** START PAGE **

China’s leaders sent a mixed message at a summit in Beijing this week: vowing to boost the role of markets while endorsing the state’s dominance of the economy.
The tale of two aluminum companies shows why the nation needs to resolve that paradox.
On a Martian landscape in China’s east, yellow bulldozers shovel truckloads of red dirt from a four-story-high mountain to be smelted into molten metal by China Hongqiao Group, the country’s largest private aluminum maker.
Traditional producers deliver solid ingots that customers have to spend time and money melting down again to pour into molds. Hongqiao’s trucks deliver cauldrons of hot, liquid aluminum -- smelted with cheap electricity from the company’s own power plant -- to clients who make parts for Apple Inc. iPads and Volkswagen AG cars. Such innovations helped Hongqiao reap a 5.45 billion yuan ($890 million) profit last year.
Meanwhile, about 40 kilometers (25 miles) away, a rusting plant hints of the malaise at state-owned Aluminum Corp. of China Ltd. The nation’s largest producer posted losses of 8.23 billion yuan in 2012 as aging technology added to inefficiencies. Both companies are stuck in a market that’s drowning in excess capacity as China’s construction boom slows, almost halving the price of the metal from its 2008 peak.
The contrasting fortunes of the smelters slugging it out in Shandong Province underscores why President Xi Jinping said overcapacity in state-dominated industries threatens to cause an economic crisis. Yet analysts say the Nov. 12 communique from the third full meeting, or plenum, of the party’s 18th Central Committee doesn’t explain how private businesses will benefit or state-owned companies will be turned around.
“They promised a big push on reform, and a ‘top level design,’” said Barry Naughton, a professor at the University of California at San Diego, who studies China’s economic reform. “We didn’t get a big push, and they set up a committee to work out a top level design. So clearly the plenum did not move the ball forward as much as we hoped.”

** END PAGE **

REQUIRED TASK A:
According to the article, what profit did China Hongqiao Group make last year?

** START DATA LISTING **

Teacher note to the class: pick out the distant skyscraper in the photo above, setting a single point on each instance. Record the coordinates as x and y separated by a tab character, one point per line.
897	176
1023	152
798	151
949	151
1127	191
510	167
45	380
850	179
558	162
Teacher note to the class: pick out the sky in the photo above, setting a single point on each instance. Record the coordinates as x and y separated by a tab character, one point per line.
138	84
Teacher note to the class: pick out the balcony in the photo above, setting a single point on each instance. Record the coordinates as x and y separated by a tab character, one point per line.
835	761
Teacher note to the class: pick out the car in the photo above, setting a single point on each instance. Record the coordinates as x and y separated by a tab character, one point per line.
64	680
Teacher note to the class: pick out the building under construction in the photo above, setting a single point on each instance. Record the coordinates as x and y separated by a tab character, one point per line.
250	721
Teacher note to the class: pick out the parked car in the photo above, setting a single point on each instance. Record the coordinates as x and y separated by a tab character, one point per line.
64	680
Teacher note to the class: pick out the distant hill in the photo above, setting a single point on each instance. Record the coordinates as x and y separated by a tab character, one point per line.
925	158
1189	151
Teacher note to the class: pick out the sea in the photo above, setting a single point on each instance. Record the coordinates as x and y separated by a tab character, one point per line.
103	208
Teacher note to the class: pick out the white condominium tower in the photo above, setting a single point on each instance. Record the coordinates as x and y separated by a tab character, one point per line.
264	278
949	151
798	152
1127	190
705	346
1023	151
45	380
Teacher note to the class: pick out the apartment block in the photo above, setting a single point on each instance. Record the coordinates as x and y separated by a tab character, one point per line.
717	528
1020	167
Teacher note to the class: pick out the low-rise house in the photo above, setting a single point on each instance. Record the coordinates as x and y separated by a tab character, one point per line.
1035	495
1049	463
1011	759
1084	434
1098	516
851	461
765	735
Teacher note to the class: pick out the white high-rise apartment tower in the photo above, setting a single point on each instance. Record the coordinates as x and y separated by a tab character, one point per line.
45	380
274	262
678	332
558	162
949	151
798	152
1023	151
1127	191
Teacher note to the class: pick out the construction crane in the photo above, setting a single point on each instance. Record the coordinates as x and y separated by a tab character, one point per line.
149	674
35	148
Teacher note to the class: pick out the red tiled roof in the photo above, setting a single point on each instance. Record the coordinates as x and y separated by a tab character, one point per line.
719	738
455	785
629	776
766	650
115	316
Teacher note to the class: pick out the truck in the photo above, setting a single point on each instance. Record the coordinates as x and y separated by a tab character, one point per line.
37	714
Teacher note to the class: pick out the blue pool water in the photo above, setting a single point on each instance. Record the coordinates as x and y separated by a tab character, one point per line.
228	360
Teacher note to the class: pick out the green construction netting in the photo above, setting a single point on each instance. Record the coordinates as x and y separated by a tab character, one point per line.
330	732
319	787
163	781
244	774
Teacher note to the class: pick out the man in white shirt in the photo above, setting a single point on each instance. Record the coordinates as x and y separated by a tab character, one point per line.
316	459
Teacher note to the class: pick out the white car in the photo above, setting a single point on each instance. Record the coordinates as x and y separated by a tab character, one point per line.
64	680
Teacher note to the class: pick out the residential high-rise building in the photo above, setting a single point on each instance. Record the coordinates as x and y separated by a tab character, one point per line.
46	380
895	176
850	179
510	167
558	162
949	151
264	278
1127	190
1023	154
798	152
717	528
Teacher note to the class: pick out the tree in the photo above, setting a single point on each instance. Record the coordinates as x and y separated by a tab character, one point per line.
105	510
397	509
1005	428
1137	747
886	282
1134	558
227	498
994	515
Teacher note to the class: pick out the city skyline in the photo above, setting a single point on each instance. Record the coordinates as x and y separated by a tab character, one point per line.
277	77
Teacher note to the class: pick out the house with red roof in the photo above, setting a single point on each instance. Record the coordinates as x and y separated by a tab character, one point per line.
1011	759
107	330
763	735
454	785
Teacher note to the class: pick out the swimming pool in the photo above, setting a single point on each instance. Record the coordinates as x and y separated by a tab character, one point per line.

** END DATA LISTING **
** START DATA LISTING **

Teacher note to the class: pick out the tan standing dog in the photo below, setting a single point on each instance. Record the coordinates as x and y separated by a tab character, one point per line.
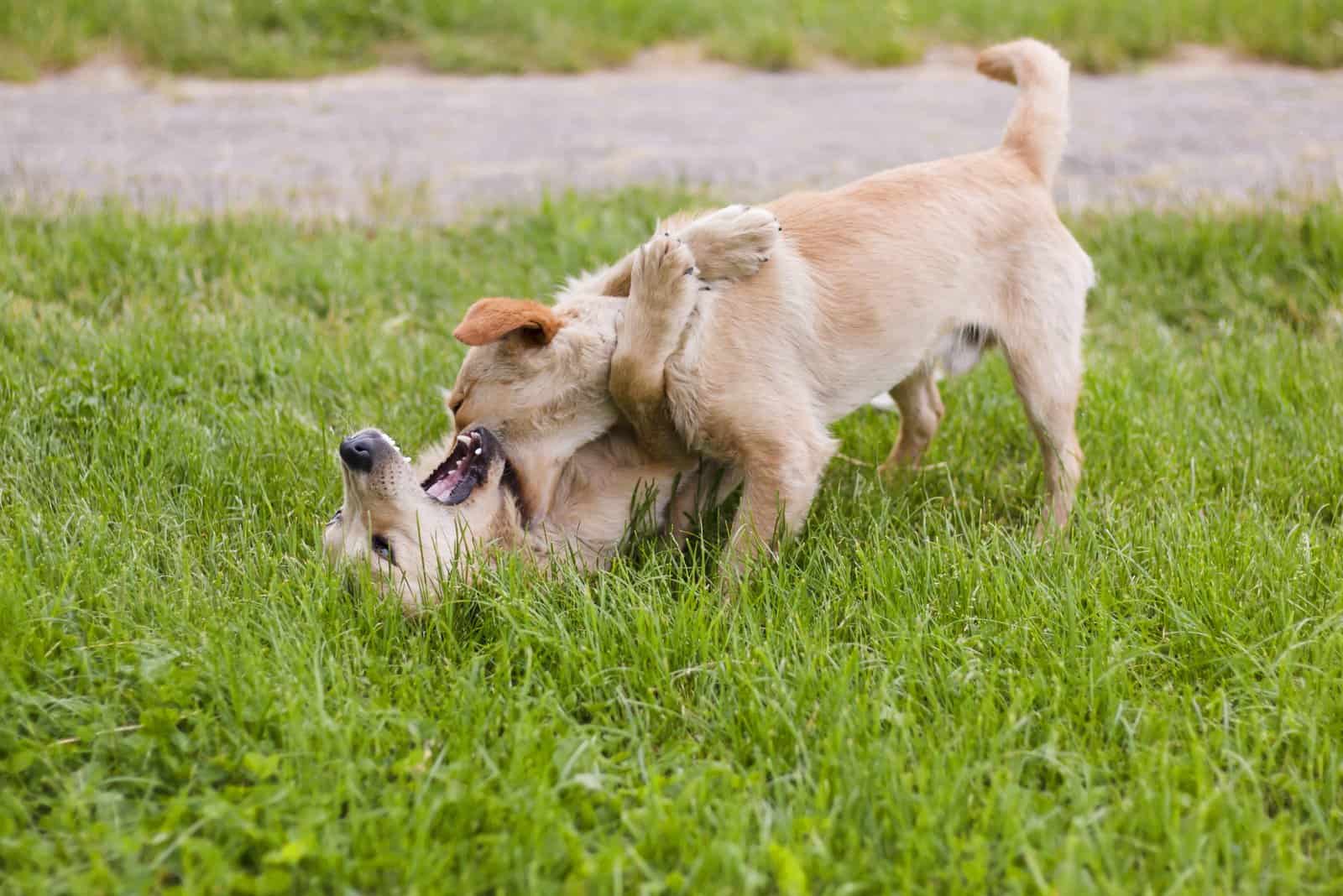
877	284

** END DATA LISTING **

REQUIRED TASK B:
Can you rewrite the listing from the line with "Teacher note to the class: pick out the blue" up to and including the line with "Teacher note to the class: pick out the swimming", copying every line in that range and raising each coordinate by 51?

RESPONSE A:
5.45 billion yuan ($890 million).

RESPONSE B:
Teacher note to the class: pick out the blue pool water in the photo above, setting a single point on each instance. Record the coordinates as x and y separated by a tab character, one point per line.
279	411
Teacher note to the class: pick out the green construction netting in the photo above, setting a single point on each instance. Record the coordinates as x and y separated by a tab character, one point per line.
381	783
370	838
214	832
295	825
Teacher note to the class: pick out the man in white shirt in the photo above, setting a single point on each instance. Record the coordinates as x and y separated by a tab character, one point per line.
367	510
Teacher note to the class: pick out the white car in the photo above, setting a single point on each instance. Record the coordinates as x and y separated by a tab character, one point per line.
115	731
Teacher note to the class: pick out the residential high-rise building in the photo above, setting a single point on each instance. Record the coordinates as x and y separated by a tab character, one point per line.
97	431
946	227
901	230
561	218
609	213
1000	202
315	329
1178	241
1074	205
849	203
768	579
Teacher note to the class: pick out the tree in the photo above, setting a single point on each instance. Record the coordinates as x and y separated by a tab character, one point per line.
156	561
448	560
1056	479
1188	798
937	333
1185	609
278	549
1045	566
Teacher note to the class: pick out the city skyline in the photo above, setting a single point on each instance. Record the coordinates as x and y separated by a tab character, one point per line.
328	128
Teacher note to the class: pick out the house with red roof in the photo above, setting a single point on each instance. Record the coordinates as x and y separated by a tab character, one point per line.
1062	810
158	381
814	786
505	836
Teacher note to the class: pick out the swimming pool in the photo above, setting a single point on each instance. Record the coordinates as x and y separated by a tab character, one point per line.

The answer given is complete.